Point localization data

··········

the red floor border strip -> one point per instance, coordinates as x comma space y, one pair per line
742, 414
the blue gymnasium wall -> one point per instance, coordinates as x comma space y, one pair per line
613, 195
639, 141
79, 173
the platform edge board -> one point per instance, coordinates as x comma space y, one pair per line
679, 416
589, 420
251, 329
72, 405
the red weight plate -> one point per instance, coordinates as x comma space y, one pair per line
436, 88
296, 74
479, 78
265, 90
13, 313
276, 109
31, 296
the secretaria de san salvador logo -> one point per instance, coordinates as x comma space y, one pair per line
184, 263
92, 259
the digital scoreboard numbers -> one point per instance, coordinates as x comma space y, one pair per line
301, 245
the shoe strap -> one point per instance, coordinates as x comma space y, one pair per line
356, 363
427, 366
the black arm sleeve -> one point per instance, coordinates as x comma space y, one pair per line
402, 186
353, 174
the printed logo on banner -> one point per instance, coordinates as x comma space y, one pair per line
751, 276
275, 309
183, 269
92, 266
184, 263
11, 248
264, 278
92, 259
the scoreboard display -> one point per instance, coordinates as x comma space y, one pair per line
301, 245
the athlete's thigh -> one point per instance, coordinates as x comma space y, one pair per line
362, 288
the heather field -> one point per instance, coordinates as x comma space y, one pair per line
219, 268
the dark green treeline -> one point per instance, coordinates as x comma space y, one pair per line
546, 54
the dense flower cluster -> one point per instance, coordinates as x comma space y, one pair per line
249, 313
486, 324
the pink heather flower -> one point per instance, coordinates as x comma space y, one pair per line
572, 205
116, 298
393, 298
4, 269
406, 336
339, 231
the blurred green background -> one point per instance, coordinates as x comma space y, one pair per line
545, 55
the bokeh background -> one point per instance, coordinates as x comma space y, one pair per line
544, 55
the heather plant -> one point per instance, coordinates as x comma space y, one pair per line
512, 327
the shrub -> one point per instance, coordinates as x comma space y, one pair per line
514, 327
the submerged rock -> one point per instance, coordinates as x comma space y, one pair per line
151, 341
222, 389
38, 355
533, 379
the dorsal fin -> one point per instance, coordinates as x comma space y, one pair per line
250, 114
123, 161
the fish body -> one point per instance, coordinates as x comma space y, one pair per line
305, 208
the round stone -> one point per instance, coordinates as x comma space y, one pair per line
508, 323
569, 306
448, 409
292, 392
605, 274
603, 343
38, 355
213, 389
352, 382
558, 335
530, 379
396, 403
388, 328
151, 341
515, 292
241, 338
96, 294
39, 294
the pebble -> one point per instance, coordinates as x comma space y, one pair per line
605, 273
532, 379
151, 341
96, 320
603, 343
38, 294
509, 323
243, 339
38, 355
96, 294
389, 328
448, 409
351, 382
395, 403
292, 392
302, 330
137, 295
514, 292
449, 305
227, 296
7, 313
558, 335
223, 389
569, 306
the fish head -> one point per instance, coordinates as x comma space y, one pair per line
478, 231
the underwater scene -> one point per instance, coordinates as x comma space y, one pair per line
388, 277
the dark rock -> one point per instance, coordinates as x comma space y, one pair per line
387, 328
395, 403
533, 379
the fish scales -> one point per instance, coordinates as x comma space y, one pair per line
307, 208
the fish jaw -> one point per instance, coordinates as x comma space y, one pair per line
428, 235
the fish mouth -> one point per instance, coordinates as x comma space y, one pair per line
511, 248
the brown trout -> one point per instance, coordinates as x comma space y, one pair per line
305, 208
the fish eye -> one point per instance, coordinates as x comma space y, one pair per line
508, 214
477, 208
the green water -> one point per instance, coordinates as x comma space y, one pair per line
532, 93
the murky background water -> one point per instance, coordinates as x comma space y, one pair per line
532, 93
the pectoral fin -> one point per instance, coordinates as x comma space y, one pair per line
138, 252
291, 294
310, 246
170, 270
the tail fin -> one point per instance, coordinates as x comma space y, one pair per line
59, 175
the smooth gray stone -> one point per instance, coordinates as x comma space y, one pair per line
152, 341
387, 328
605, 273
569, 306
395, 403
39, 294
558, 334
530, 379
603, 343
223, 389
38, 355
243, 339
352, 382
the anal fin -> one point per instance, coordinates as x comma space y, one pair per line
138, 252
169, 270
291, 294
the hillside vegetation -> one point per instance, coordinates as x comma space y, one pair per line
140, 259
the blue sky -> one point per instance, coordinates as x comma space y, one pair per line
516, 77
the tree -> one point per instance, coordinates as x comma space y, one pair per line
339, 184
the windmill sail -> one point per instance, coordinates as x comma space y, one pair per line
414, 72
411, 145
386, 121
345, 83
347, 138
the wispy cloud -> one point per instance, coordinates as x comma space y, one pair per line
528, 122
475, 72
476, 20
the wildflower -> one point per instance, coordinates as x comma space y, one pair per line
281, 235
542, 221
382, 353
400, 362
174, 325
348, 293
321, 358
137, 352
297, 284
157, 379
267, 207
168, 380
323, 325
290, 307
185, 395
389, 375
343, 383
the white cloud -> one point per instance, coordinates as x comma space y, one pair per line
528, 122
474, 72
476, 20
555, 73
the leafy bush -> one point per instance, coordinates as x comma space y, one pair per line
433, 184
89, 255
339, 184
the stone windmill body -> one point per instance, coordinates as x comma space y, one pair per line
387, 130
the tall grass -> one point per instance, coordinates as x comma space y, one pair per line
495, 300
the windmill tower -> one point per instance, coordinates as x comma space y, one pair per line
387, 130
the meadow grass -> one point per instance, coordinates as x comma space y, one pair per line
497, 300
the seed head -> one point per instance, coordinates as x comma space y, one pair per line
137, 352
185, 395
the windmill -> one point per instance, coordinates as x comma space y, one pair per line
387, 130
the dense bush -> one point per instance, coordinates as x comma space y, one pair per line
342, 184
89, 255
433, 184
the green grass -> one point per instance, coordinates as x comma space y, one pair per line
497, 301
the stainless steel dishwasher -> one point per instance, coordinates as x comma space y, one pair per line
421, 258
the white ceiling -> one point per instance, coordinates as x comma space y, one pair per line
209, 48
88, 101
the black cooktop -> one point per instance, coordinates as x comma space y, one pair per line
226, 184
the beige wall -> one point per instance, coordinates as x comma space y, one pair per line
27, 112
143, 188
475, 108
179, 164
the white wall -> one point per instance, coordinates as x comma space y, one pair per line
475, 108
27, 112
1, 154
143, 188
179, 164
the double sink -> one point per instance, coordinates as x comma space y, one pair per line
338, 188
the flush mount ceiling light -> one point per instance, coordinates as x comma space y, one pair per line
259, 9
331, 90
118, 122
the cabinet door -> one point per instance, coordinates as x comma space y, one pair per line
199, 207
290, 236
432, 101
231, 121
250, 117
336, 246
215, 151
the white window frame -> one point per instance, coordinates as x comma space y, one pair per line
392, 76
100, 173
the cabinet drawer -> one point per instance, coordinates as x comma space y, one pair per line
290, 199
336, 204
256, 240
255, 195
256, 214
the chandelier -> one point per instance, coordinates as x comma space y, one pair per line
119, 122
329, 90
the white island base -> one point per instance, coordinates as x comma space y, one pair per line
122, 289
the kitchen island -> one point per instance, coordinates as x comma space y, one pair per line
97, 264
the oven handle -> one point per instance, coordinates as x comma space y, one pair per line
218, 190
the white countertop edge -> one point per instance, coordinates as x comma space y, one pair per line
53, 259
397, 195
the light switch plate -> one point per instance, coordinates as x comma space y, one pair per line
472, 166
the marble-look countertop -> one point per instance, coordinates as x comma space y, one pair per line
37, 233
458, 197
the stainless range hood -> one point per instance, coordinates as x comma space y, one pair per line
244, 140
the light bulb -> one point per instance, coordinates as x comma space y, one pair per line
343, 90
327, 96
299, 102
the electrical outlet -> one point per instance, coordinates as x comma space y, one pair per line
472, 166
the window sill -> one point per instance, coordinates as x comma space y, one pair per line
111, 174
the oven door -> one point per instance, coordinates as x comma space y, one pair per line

··········

| YOUR OBJECTIVE |
Return all the data above, unaltered and complete.

| RESPONSE TO THE EXERCISE |
the red floor border strip -> one point per instance, coordinates as x comma space y, one pair per line
742, 414
the blue gymnasium wall -> one point per instance, coordinates as x comma space y, one pair per line
613, 195
639, 141
79, 173
the platform edge board -> one point per instance, coordinates as x comma space y, one pair per line
679, 416
589, 420
251, 329
72, 405
the red weight plate -> one point per instance, coordinates as x comma space y, one pair per line
436, 88
296, 74
479, 78
265, 90
13, 313
276, 109
31, 296
the secretaria de san salvador logo -> one point per instance, coordinates as x comma space y, one pair per line
184, 263
92, 259
the digital scoreboard numbers -> one point per instance, coordinates as x comma space y, one pair per line
301, 245
the shoe strap -> one point per instance, coordinates as x comma space y, one pair per line
356, 363
427, 366
the black arm sleeve -> one point per instance, coordinates as x comma space y, one pair per line
402, 186
353, 174
the printed logo on banner -> one point per instance, coordinates as x comma space y, one pair per line
751, 276
275, 309
183, 269
92, 266
184, 263
11, 248
264, 278
92, 259
the scoreboard display -> one point per instance, coordinates as x comma space y, one pair per line
301, 245
the athlete's thigh -> one point per instance, coordinates as x comma space y, one pair per line
362, 288
the heather field -> one point per instance, coordinates as x comma space y, one pair per line
219, 268
the dark green treeline -> one point per instance, coordinates as x comma space y, one pair per line
546, 54
the dense flower cluster -> one point per instance, coordinates as x comma space y, one pair per line
249, 313
486, 324
the pink heather flower -> one point per instance, coordinates as x comma space y, one pair per line
572, 205
116, 298
393, 298
4, 269
406, 336
339, 231
the blurred green background -> one point per instance, coordinates as x comma space y, one pair per line
545, 55
the bokeh background -> one point per instance, coordinates as x comma space y, one pair per line
544, 55
the heather plant -> one point per instance, coordinates as x comma space y, one pair per line
512, 327
the shrub -> one point per instance, coordinates as x comma space y, one pair per line
514, 327
the submerged rock -> one point per instance, coordinates as x comma space y, one pair per line
151, 341
222, 389
38, 355
533, 379
the dorsal fin -> one point per instance, coordinates as x comma space y, one pair per line
250, 114
123, 161
the fish body -> one point per instance, coordinates as x comma space y, one pair per line
305, 208
the round stone -> one point per instance, coordinates as x comma space y, one pair per line
508, 323
569, 306
448, 409
292, 392
605, 274
603, 343
38, 355
213, 389
352, 382
558, 335
530, 379
396, 403
388, 328
151, 341
515, 292
241, 338
96, 294
39, 294
the pebble -> one point per instance, coordinates as x comma space y, one pair per line
605, 273
532, 379
151, 341
96, 320
603, 343
38, 294
509, 323
243, 339
38, 355
96, 294
389, 328
448, 409
351, 382
395, 403
292, 392
302, 330
137, 295
514, 292
449, 305
227, 296
7, 313
558, 335
223, 389
569, 306
the fish head -> one point per instance, coordinates as x comma space y, one pair per line
478, 231
the underwater scene -> one point per instance, coordinates as x comma space y, one pair per line
388, 277
the dark rock -> one point per instance, coordinates as x comma space y, one pair per line
387, 328
395, 403
533, 379
the fish scales -> one point per instance, coordinates as x comma space y, one pair per line
307, 208
the fish jaw -> one point per instance, coordinates as x comma space y, one pair per line
428, 235
the fish mouth -> one point per instance, coordinates as x comma space y, one pair per line
511, 248
the brown trout -> one point per instance, coordinates as x comma space y, one pair per line
305, 208
the fish eye -> one point per instance, coordinates as x comma space y, one pair per line
508, 214
477, 208
the green water -> one point per instance, coordinates as x comma space y, one pair per line
532, 93
the murky background water -> one point per instance, coordinates as x comma space y, one pair per line
532, 93
the pectoral fin -> one point per instance, coordinates as x comma space y, one pair per line
138, 252
291, 294
310, 246
170, 270
the tail fin -> one point per instance, coordinates as x comma space y, one pair per line
59, 175
the smooth gray stone -> one point per instance, coordinates as x comma space y, one pair per line
152, 341
387, 328
605, 273
569, 306
395, 403
39, 294
558, 334
530, 379
603, 343
223, 389
38, 355
243, 339
352, 382
the anal fin -> one point per instance, coordinates as x comma space y, one pair per line
138, 252
169, 270
291, 294
the hillside vegetation -> one point per instance, coordinates as x comma space y, one pair per line
140, 259
the blue sky -> one point per instance, coordinates as x comma space y, one pair per line
516, 77
the tree -> one point per instance, coordinates as x comma space y, one pair per line
339, 184
the windmill sail -> one point per instance, coordinates as x comma space y, one pair per line
414, 72
411, 145
386, 121
345, 83
347, 138
the wispy cloud -> one point per instance, coordinates as x comma space y, one pair per line
528, 122
475, 72
476, 20
the wildflower -> one point per instance, coordinates as x comma space y, one pair per line
281, 235
542, 221
382, 353
400, 362
174, 325
348, 293
321, 358
137, 352
297, 284
157, 379
267, 207
168, 380
323, 325
290, 307
185, 395
389, 375
343, 383
the white cloud -> one point per instance, coordinates as x comma space y, one pair per line
528, 122
474, 72
476, 20
555, 73
the leafy bush -> one point per instance, coordinates as x comma space y, one pair per line
433, 184
89, 255
339, 184
the stone windmill body -> one point per instance, coordinates as x comma space y, one pair per line
387, 130
the tall grass -> one point per instance, coordinates as x comma space y, one pair per line
495, 300
the windmill tower -> one point per instance, coordinates as x comma space y, one pair per line
387, 130
the meadow grass -> one point per instance, coordinates as x comma space y, one pair per line
497, 300
the seed head -> one point per instance, coordinates as x comma space y, one pair per line
137, 352
185, 395
the windmill -> one point per instance, coordinates as x comma space y, one pair per line
387, 130
the dense bush -> one point per instance, coordinates as x comma space y, one pair per line
342, 184
89, 255
433, 184
the green grass -> one point per instance, coordinates as x comma space y, one pair per line
497, 301
the stainless steel dishwasher -> one point per instance, coordinates as x comma space y, one pair per line
421, 258
the white ceiling -> one point per instance, coordinates as x comma space y, one pair per line
209, 48
88, 101
the black cooktop -> one point per instance, coordinates as x comma space y, one pair per line
226, 184
the beige wall -> one point per instance, coordinates as x comma space y, one pair per line
27, 112
143, 188
475, 108
179, 164
the white wall -> one point per instance, coordinates as x comma space y, one pair per line
475, 108
27, 112
1, 154
143, 188
179, 164
the double sink -> one point per instance, coordinates as x comma space y, one pair per line
338, 188
the flush mount ceiling light -> one point per instance, coordinates as x comma space y, one pair per line
259, 9
331, 90
118, 122
the cabinet door -> one point per instance, coordinates as x comma space y, one pair per line
199, 207
290, 236
432, 101
231, 121
250, 117
336, 246
215, 151
the white window frame -> one point per instance, coordinates as x comma space y, one pair per line
392, 76
100, 173
the cabinet drawer -> one point per instance, coordinates as x comma space y, one pair per line
290, 199
336, 204
256, 240
255, 195
256, 214
the chandelier -> one point per instance, coordinates as x comma space y, one pair per line
119, 122
329, 90
the white island base -> one point per instance, coordinates as x comma space y, one pair per line
122, 289
the kitchen island -> one point per instance, coordinates as x comma space y, one pair per line
97, 264
the oven handle -> one point per instance, coordinates as x comma space y, one pair per line
218, 190
the white countertop edge -> one point per instance, coordinates as x comma space y, one pair per line
53, 259
397, 195
the light switch plate -> one point per instance, coordinates as x comma space y, one pair per line
472, 166
the marble-look countertop -> one point per instance, coordinates as x comma space y, one pair per line
37, 233
458, 197
the stainless range hood -> one point per instance, coordinates as x comma space y, one pair per line
244, 140
the light bulb -> one point per instance, coordinates as x comma space y, one pair per line
343, 90
327, 96
299, 102
the electrical outlet -> one point per instance, coordinates as x comma space y, one pair per line
472, 166
the window sill -> one point per instance, coordinates as x comma space y, one pair per line
111, 174
the oven door -> one point per instance, coordinates as x comma space y, one pair per line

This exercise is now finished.